Excerpts from point annotation data:
━━━━━━━━━━━━━━━━━━━━━━━━━━━━━━
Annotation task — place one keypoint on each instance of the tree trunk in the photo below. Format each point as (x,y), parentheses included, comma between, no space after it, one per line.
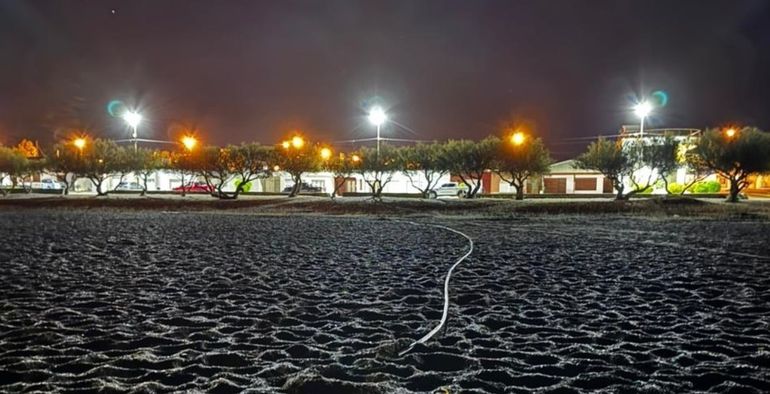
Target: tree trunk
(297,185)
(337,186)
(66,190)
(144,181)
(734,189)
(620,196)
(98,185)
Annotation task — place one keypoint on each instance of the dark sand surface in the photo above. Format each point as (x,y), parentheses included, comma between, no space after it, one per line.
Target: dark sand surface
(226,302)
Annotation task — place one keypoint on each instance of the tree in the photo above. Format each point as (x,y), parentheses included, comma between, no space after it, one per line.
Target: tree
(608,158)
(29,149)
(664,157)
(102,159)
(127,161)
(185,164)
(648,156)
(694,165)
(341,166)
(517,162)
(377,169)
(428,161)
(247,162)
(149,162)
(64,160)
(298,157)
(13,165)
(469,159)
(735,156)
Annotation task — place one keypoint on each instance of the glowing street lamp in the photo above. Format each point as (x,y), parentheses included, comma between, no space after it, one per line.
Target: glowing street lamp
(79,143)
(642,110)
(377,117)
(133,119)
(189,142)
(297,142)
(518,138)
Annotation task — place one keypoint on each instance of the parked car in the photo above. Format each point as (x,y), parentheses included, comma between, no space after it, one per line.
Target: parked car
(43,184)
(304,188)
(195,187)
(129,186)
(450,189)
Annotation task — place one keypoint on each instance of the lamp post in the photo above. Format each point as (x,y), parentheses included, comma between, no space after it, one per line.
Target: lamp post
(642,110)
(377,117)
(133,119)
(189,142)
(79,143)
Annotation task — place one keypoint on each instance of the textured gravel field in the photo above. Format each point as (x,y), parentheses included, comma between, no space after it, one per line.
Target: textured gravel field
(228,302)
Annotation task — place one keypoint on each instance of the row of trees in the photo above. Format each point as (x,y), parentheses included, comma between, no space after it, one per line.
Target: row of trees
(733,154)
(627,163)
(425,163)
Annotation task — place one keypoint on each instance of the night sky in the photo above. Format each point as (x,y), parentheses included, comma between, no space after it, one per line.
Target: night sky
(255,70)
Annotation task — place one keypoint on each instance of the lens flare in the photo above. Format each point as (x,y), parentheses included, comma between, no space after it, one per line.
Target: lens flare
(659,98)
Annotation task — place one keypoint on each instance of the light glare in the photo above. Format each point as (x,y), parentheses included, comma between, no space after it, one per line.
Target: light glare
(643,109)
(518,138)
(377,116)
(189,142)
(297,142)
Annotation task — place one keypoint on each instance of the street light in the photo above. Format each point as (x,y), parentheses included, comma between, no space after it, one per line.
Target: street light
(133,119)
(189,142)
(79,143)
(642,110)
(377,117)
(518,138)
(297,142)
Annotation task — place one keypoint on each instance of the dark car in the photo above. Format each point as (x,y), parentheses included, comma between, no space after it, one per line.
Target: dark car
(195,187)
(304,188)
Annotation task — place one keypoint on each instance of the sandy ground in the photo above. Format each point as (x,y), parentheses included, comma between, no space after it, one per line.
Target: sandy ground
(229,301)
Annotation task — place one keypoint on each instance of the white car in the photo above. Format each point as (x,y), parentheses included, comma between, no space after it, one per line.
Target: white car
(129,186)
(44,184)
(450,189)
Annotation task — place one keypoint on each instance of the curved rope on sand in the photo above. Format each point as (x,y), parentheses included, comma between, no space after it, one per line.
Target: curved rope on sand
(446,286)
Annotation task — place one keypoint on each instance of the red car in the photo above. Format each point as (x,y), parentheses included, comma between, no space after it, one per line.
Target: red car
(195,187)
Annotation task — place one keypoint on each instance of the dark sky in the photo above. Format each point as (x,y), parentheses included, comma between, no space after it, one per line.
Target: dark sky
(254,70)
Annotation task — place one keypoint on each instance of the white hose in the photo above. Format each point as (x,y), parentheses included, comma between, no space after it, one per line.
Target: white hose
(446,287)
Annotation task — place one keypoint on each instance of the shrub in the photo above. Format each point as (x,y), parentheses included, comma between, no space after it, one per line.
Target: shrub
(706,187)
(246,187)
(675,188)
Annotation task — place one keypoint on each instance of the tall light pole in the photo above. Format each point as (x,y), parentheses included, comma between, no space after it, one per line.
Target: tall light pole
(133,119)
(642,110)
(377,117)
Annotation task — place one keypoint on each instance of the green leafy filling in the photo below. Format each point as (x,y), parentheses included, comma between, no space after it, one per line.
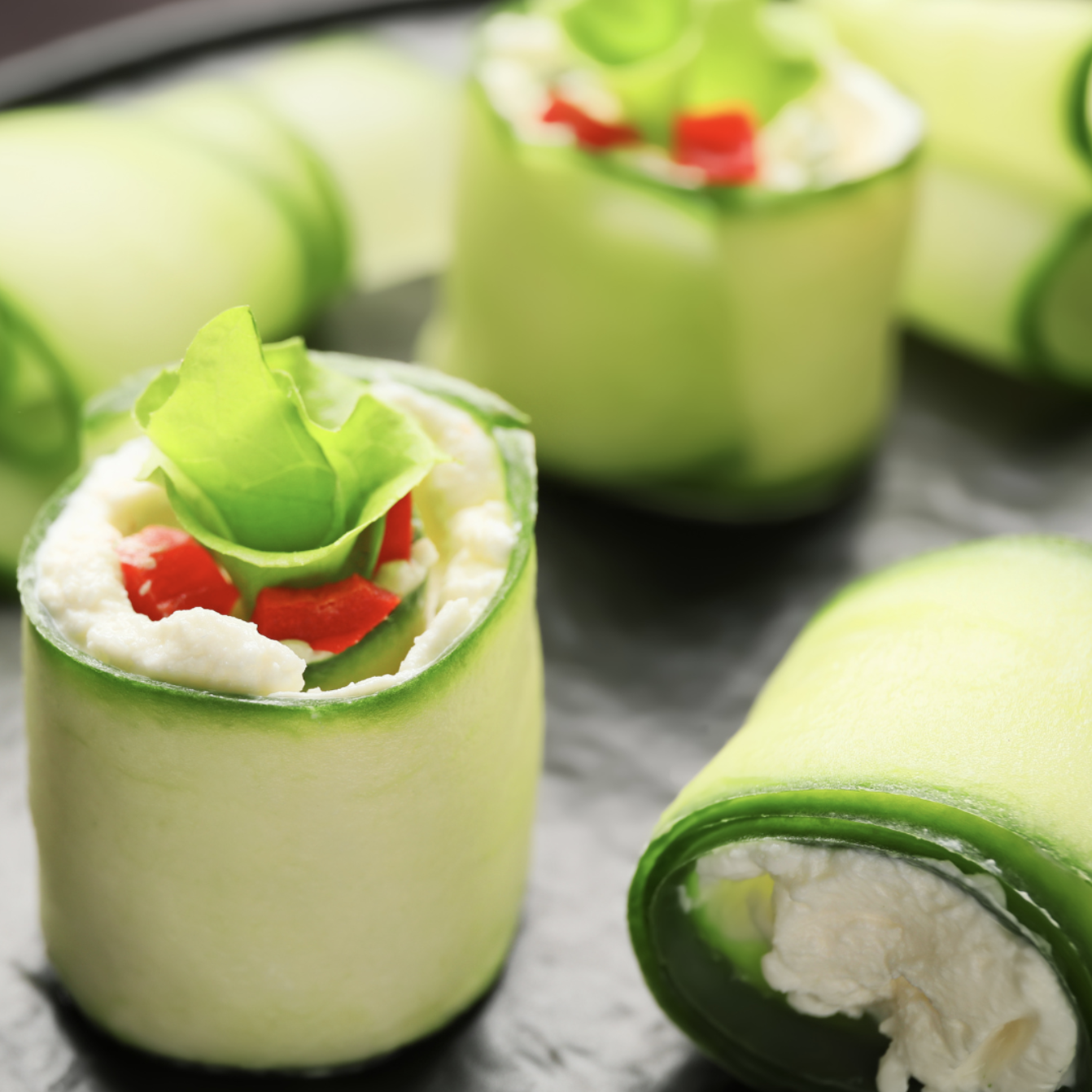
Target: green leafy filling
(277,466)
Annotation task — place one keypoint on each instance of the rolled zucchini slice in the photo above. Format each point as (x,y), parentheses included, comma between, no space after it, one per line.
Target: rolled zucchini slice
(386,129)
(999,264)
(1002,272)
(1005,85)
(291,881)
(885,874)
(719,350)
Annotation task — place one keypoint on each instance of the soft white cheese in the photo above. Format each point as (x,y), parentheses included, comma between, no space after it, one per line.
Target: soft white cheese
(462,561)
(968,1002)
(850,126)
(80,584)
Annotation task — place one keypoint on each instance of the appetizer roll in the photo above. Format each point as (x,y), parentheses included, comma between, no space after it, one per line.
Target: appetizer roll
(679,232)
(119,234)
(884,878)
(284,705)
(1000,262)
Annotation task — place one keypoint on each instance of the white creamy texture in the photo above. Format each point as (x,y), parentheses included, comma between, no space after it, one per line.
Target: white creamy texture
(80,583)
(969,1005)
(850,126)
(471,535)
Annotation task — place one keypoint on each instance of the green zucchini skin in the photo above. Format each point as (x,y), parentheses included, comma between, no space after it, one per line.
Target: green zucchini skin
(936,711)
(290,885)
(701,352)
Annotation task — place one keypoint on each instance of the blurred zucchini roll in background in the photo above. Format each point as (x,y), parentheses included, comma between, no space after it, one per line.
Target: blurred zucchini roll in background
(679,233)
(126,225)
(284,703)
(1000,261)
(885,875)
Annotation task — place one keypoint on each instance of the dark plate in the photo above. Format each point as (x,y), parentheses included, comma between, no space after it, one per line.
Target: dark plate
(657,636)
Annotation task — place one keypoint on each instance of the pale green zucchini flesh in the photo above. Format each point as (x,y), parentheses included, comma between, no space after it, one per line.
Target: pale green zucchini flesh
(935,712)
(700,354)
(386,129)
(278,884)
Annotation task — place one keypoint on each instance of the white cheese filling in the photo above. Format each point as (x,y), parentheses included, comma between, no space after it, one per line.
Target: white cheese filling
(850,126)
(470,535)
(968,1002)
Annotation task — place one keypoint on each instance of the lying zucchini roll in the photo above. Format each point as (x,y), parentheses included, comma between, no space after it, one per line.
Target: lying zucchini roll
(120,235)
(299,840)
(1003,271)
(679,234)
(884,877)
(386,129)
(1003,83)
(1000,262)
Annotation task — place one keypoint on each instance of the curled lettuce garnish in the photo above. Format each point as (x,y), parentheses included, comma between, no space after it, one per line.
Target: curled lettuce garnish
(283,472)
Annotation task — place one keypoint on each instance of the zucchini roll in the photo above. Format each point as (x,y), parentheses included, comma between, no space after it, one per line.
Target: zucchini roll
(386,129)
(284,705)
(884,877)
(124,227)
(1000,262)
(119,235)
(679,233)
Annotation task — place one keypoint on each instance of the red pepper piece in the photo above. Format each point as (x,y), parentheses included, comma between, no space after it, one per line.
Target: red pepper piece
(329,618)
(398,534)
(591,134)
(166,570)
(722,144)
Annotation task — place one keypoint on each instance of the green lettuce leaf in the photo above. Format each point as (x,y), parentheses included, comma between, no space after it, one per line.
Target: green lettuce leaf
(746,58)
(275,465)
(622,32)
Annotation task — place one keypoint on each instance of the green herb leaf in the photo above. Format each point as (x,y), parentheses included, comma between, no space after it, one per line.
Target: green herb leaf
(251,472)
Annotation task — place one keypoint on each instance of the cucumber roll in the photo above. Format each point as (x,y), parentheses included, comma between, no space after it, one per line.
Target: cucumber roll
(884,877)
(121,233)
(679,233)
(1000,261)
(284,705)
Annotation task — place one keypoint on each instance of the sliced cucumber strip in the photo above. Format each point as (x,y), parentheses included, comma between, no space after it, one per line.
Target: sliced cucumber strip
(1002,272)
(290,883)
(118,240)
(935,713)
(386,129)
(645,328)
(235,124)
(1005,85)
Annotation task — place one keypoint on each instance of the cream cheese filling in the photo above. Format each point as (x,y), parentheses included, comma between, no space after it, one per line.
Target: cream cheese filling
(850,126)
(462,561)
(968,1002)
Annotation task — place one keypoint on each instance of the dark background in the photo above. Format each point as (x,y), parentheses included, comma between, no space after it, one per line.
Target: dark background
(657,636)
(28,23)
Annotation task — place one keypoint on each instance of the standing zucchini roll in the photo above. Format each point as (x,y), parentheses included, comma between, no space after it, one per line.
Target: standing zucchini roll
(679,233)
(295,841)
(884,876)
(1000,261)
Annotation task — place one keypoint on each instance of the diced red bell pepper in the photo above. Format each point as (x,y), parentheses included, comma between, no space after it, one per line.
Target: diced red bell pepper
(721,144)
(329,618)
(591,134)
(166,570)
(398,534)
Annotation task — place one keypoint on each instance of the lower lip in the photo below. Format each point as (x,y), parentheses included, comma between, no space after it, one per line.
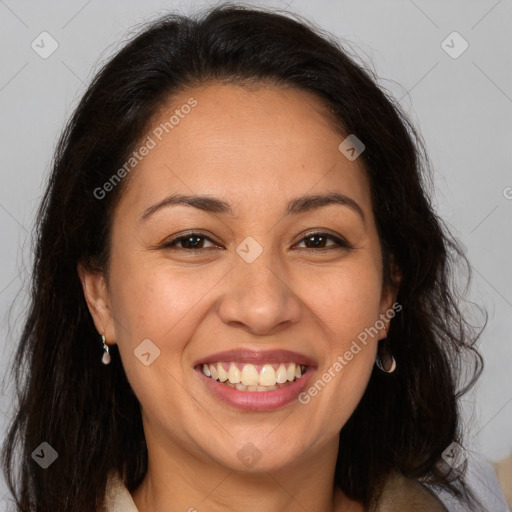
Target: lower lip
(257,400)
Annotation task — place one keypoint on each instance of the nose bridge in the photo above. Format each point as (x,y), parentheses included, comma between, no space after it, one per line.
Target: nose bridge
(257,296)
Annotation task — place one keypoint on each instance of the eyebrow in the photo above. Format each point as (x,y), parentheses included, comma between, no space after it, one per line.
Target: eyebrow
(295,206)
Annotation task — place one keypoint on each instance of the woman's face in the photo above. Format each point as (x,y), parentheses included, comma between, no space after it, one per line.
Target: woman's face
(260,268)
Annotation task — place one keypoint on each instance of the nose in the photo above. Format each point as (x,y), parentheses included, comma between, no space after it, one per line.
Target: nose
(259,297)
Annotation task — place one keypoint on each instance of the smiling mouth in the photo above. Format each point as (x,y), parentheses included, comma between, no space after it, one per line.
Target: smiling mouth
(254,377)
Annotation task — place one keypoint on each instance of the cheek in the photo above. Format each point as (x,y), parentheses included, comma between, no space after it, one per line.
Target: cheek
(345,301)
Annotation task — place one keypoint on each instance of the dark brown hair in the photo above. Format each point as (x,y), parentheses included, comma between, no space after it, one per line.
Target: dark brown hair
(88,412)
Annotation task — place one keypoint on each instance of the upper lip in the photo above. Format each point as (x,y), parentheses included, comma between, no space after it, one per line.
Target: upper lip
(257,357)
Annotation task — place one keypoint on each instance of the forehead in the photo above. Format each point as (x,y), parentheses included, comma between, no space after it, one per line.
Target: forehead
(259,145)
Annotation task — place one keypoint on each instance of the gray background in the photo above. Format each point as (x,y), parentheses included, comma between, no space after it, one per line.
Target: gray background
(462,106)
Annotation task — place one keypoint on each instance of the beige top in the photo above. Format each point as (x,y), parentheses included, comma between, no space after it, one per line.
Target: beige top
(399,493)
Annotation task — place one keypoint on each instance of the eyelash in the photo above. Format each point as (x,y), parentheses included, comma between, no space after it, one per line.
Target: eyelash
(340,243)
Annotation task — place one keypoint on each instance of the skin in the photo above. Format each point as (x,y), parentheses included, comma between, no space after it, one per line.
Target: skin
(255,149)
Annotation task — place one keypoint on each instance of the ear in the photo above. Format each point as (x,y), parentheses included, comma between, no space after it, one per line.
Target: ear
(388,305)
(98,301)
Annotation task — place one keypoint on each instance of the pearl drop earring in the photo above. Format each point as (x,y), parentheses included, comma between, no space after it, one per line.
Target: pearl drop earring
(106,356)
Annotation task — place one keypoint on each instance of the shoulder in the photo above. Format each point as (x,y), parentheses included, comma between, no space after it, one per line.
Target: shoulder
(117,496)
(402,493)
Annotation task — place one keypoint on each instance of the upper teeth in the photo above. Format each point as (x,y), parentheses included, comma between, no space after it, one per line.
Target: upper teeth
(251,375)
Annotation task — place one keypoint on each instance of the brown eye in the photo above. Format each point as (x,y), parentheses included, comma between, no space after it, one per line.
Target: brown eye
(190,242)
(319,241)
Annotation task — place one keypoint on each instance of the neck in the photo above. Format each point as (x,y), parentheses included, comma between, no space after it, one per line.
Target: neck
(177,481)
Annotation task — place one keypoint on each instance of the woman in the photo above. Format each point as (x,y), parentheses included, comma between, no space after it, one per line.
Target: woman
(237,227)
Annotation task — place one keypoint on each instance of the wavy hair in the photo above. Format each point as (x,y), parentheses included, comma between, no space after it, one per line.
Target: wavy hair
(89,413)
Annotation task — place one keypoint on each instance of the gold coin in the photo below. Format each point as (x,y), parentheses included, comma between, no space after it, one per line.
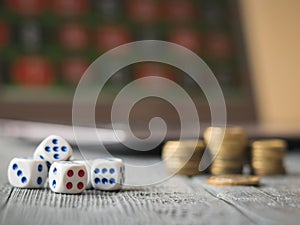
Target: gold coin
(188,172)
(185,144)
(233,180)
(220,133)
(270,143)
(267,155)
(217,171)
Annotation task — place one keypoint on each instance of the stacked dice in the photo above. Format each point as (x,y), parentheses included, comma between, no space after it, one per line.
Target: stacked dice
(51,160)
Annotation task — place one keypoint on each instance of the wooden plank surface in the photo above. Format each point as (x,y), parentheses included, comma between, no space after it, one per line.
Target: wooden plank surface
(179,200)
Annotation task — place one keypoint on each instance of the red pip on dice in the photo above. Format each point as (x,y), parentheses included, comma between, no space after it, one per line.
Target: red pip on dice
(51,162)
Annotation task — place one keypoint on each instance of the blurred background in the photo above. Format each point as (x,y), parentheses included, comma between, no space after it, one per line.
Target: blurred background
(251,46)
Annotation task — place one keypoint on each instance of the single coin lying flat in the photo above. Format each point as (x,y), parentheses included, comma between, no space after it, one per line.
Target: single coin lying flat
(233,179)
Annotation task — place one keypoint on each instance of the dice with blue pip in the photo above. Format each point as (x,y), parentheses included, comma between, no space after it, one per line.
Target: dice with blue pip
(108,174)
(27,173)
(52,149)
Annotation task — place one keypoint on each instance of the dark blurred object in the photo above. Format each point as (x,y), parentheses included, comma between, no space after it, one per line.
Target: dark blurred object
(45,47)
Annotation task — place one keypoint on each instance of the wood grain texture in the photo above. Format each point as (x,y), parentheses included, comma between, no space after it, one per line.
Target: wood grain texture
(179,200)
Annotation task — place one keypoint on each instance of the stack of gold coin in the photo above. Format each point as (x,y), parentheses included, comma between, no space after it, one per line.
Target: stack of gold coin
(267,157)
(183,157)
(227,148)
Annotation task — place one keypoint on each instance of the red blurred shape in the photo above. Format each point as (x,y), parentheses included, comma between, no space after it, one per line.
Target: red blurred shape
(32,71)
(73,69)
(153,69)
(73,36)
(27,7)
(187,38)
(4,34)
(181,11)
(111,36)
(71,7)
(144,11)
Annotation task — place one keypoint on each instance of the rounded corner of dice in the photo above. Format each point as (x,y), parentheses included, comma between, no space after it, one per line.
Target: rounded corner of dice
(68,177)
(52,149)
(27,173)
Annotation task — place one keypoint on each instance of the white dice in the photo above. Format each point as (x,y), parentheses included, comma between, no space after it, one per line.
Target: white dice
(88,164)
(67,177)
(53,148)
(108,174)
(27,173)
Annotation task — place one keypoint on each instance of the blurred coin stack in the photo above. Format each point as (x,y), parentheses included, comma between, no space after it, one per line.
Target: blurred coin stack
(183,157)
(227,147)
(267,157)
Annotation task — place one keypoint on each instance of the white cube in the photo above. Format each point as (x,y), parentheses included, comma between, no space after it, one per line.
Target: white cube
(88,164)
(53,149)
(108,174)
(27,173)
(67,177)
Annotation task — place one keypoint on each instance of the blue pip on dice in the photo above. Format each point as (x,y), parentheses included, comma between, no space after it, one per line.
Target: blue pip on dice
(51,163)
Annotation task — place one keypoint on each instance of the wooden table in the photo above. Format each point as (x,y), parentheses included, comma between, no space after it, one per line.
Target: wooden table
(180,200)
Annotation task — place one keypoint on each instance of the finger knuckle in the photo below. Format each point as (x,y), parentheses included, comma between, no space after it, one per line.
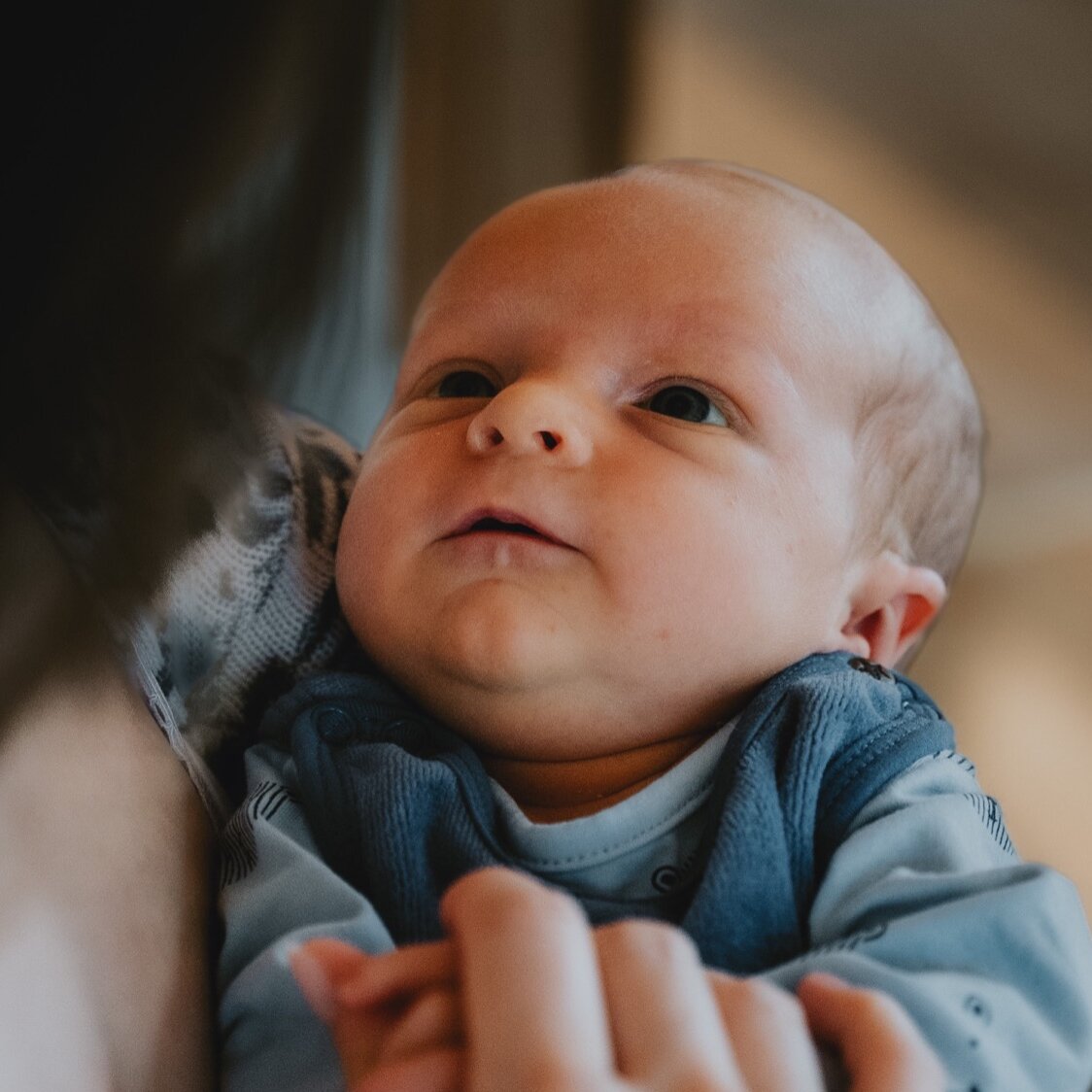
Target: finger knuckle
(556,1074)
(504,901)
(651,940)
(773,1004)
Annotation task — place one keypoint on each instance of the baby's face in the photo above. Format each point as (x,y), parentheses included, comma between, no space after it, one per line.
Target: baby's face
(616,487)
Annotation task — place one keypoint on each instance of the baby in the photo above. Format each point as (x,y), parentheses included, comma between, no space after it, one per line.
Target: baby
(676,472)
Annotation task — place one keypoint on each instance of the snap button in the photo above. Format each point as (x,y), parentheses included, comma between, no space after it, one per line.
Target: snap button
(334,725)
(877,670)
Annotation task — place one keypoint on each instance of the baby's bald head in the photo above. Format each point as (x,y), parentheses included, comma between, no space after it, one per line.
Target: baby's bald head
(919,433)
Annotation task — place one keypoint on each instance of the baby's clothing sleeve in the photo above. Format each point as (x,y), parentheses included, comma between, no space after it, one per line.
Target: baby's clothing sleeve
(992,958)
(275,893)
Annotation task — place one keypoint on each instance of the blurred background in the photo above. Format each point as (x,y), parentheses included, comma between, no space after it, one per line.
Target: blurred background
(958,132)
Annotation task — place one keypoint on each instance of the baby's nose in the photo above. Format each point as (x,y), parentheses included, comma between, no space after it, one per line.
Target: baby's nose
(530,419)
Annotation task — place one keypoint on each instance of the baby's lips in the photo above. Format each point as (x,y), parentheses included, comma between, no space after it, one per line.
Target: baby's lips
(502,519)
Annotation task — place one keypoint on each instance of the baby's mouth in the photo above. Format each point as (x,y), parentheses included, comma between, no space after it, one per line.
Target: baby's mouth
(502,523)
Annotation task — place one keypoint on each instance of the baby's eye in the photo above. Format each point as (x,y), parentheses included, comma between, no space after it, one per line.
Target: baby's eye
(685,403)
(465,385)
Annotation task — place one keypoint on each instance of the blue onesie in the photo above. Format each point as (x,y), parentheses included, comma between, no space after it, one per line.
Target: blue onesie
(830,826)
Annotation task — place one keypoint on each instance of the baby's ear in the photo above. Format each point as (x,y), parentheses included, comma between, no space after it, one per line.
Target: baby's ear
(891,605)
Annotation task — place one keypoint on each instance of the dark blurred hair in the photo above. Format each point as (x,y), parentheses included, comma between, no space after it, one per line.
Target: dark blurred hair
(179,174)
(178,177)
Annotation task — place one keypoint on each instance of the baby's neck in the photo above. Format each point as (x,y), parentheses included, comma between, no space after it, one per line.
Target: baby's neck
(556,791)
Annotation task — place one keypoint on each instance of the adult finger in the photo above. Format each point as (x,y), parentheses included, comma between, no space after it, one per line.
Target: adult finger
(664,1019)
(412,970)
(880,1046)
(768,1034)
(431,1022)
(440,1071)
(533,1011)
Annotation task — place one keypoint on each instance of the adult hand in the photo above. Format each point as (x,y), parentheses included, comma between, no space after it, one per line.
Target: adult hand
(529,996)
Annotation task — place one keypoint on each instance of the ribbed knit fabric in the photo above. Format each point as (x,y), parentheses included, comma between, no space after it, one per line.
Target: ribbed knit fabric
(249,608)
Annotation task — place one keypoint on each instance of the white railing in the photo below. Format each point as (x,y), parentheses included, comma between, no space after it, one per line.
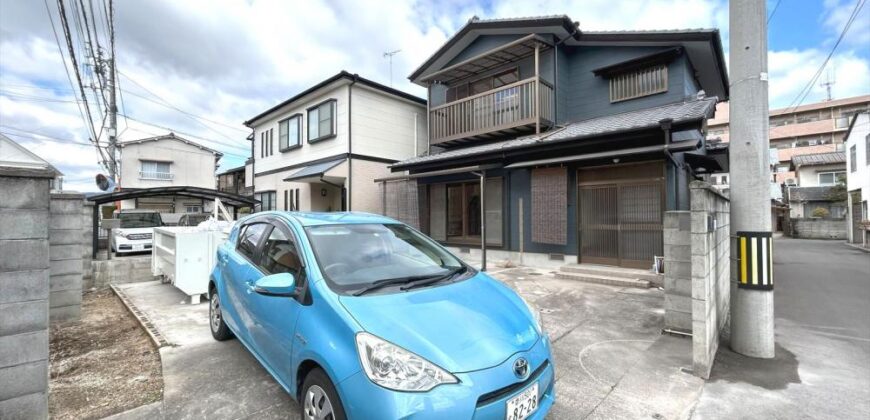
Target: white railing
━━━━━━━━━━━━━━━━━━━━━━━━━━━━━━
**Task statement**.
Please retype, exactly and with the pictures left out, the lines from the line containing "the baby's neck" through the last line of the records above.

**Result below**.
Annotation task — place one keypoint on each instance of the baby's neck in the photo above. Format each point as (x,y), parentheses included, comma between, no space after it, one per line.
Target: baby's neck
(556,791)
Annotation task — place one keypoint on each instance of the adult finger in the photo above. Format each point as (x,y), parentheses included, comma between, no space after it, one per line.
Target: adult finger
(664,1019)
(412,970)
(880,1046)
(768,1034)
(431,1022)
(440,1071)
(533,1011)
Annotation task — place one keypoint on each instance of the adult hand in the photo above. Format each point as (x,y), parentheses included, comma between, no space after it, one per line.
Target: adult hand
(529,996)
Annotation task — place one keypoint on each instance of the ribbed knit fabric in the photo above. Format each point as (x,y), parentheses included, comma between, no space after it, one per line.
Target: ribbed knit fabric
(249,608)
Annotation task — place one keypoint on each instance of the white railing in the photo below. Format each point as (x,y), parentheses included, comma between, no space after it, one per line.
Target: white railing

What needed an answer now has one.